Situation in Yemen 'catastrophic and getting worse'
The head of the International Committee of the Red Cross (ICRC) has described the humanitarian situation in Yemen as "catastrophic" and getting worse by the day after a three-day visit to the war-stricken country.
Peter Maurer, the president of the ICRC, also expressed shock at the level of suffering he had witnessed during stops in the capital Sanaa and the southern port city of Aden and said that no one in the country had been spared by the conflict.
At least 3,800 people have been killed and more than 19,000 injured since the beginning of a Saudi-led airstrike campaign at the beginning of April in support of government loyalists fighting Houthi rebels.
“The humanitarian situation is nothing short of catastrophic,” said Maurer. “Every family in Yemen has been affected by this conflict. The people are facing immense hardship. And it is getting worse by the day.”
“The world needs to wake up to what is going on,” he added.
The ICRC has doubled its operational costs in Yemen in 2015 to $57 million, but Maurer pointed out that aid workers could only do so much in the face of abject destruction, poverty, and dire lack of public health facilities.
“This cannot go on,” he said. “Yemen is crumbling. As a matter of urgency, there must be free movement of goods into and across the country. Deliveries of food, water and medicine should be facilitated.”
“Much more needs to be done,” Maurer continued. “And minds need to be focused to find a political solution quickly.”
More than two million people are dependent on the ICRC for providing them with clean water. The organisation also supplied food and other essentials to 100,000 people. Health facilities have been targeted and face a shortage of medicines.
According to Hilal Elver, the United Nations special rapporteur on the right to food, 12.9 million people in Yemen lacked basic food supplies and 850,000 children faced acute malnutrition.
“The compounded effects of intense fighting and import restrictions are having a dramatic impact on healthcare,” Maurer said, before launching into describing the miserable state of such services.
“Health facilities have been massively attacked as well as suffering collateral damage. Medicines can’t get in so patient care is falling apart. Fuel shortages mean equipment doesn't work. Insecurity means vaccination campaigns don't happen. And of course, the fighting makes getting to hospital a dangerous venture. It's a terrible downward spiral that puts thousands of lives at risk.”
Having held meetings with leading officials, Maurer said it was essential to find a political solution quickly, urging fighting parties to work towards a negotiated resolution.
Migrants and refugees fleeing from and going to Yemen
An estimated 1.3 million people are estimated to have been displaced by the war. In addition to Yemenis fleeing, the United Nations on Tuesday said that tens of thousands of Somali refugees who had initially sought refuge in Yemen from their own war-torn country had fled back home.
The refugees, who originally fled hunger and conflict in Somalia, have largely crossed the Gulf of Aden by boat to the Horn of Africa country's northern Somaliland and Puntland regions.
"Since March 2015, close to 29,000 people have arrived in Somalia from Yemen, 90 percent of whom are Somalis with more expected to arrive in the coming months," according to the UN Office for the Coordination of Humanitarian Affairs (OCHA).
"More people fleeing the conflict in Yemen is increasing the burden on already limited basic services," OCHA said, adding that those who arrived had been helped with food and basic goods.
Almost 10,000 Yemenis have also arrived in the small state of Djibouti since late March, according to the UN.
Meanwhile thousands of Ethiopians and other migrants continue to travel in the opposite direction to war-torn Yemen, many of them tricked by smugglers into believing the fighting there is over.
The UN said last month that over 10,000 migrants had arrived in Yemen since airstrikes began in March.

* _DATA LISTING_:
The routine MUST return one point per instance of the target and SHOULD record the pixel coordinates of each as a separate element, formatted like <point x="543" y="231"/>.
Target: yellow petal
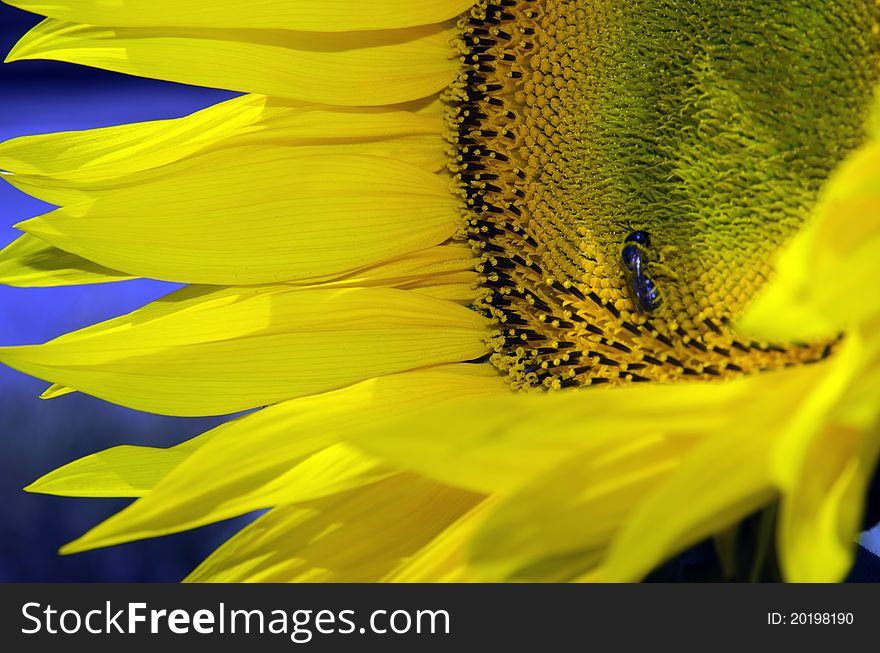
<point x="259" y="215"/>
<point x="124" y="471"/>
<point x="445" y="559"/>
<point x="352" y="69"/>
<point x="267" y="458"/>
<point x="725" y="478"/>
<point x="560" y="524"/>
<point x="357" y="536"/>
<point x="824" y="464"/>
<point x="31" y="262"/>
<point x="821" y="518"/>
<point x="200" y="352"/>
<point x="500" y="442"/>
<point x="305" y="15"/>
<point x="70" y="167"/>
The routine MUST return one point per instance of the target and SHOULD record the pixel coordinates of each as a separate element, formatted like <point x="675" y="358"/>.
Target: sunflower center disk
<point x="710" y="126"/>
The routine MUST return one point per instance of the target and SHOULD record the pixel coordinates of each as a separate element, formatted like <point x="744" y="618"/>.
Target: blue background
<point x="38" y="436"/>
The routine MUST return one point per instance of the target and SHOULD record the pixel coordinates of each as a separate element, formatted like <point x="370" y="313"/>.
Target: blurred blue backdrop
<point x="38" y="436"/>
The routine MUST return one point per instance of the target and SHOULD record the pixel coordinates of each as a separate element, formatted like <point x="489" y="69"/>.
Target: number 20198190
<point x="810" y="618"/>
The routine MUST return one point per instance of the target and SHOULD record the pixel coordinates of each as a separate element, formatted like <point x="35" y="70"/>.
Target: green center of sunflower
<point x="709" y="125"/>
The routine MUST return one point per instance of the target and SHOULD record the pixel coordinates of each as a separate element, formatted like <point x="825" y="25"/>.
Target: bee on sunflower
<point x="411" y="242"/>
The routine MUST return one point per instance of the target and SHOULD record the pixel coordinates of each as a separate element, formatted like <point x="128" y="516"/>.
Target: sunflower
<point x="522" y="290"/>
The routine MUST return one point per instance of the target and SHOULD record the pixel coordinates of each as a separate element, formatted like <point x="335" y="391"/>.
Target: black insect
<point x="634" y="256"/>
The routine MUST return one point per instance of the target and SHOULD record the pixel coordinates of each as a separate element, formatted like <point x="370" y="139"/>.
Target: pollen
<point x="712" y="127"/>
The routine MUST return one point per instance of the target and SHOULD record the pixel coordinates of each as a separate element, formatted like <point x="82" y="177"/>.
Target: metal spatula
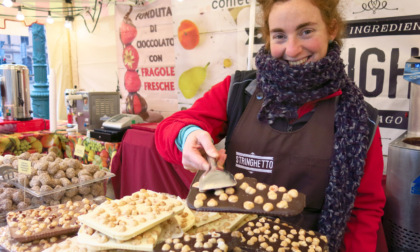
<point x="214" y="178"/>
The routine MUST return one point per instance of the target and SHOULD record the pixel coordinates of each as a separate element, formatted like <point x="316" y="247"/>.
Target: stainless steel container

* _REQUIRED WORK_:
1. From Maurer's quoted description of health care in the article on Yemen, list each cause he gives together with the effect he says it has.
2. Answer from the article on Yemen:
(a) To what amount has the ICRC doubled its operational costs in Yemen in 2015?
(b) According to Hilal Elver, how many children faced acute malnutrition?
(c) About how many Yemenis have arrived in Djibouti since late March?
3. Translate this sentence from the article on Yemen into Spanish: "Meanwhile thousands of Ethiopians and other migrants continue to travel in the opposite direction to war-torn Yemen, many of them tricked by smugglers into believing the fighting there is over."

* _ANSWERS BY ITEM_:
1.
- Medicines can't get in, so patient care is falling apart.
- Fuel shortages mean equipment doesn't work.
- Insecurity means vaccination campaigns don't happen.
- The fighting makes getting to hospital a dangerous venture.

2.
(a) $57 million
(b) 850,000
(c) Almost 10,000

3. Mientras tanto, miles de etíopes y otros migrantes siguen viajando en dirección contraria, hacia Yemen, devastado por la guerra, muchos de ellos engañados por traficantes que les hacen creer que los combates allí han terminado.